Please copy the entries below line for line, without changing a single character.
+++
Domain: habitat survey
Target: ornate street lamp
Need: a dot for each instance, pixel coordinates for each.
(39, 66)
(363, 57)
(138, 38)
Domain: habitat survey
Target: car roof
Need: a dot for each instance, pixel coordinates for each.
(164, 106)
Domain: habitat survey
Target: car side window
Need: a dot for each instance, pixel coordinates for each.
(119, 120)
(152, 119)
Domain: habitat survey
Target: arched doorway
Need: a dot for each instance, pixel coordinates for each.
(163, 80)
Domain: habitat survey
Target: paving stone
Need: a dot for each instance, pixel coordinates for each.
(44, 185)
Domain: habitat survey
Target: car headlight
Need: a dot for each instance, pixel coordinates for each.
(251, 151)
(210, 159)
+++
[TASK RESULT]:
Domain: habitat survey
Target: ornate street lamp
Need: a dot for each instance, pixel coordinates for each.
(39, 66)
(363, 57)
(138, 38)
Domain: habitat survey
Target: car roof
Need: a dot for each instance, pixel coordinates for each.
(164, 106)
Domain: habitat survey
Target: car side window
Need: a dot for each instance, pixel coordinates for each.
(119, 120)
(152, 119)
Domain: habitat survey
Target: arched doorway
Need: a dot for each instance, pixel coordinates for each.
(163, 80)
Domain: habitat survey
Target: paving stone
Need: a dot for each instance, pixel coordinates for each.
(44, 185)
Domain: habitat survey
Target: car headlight
Need: a dot for each instance, pixel coordinates for each.
(251, 151)
(210, 159)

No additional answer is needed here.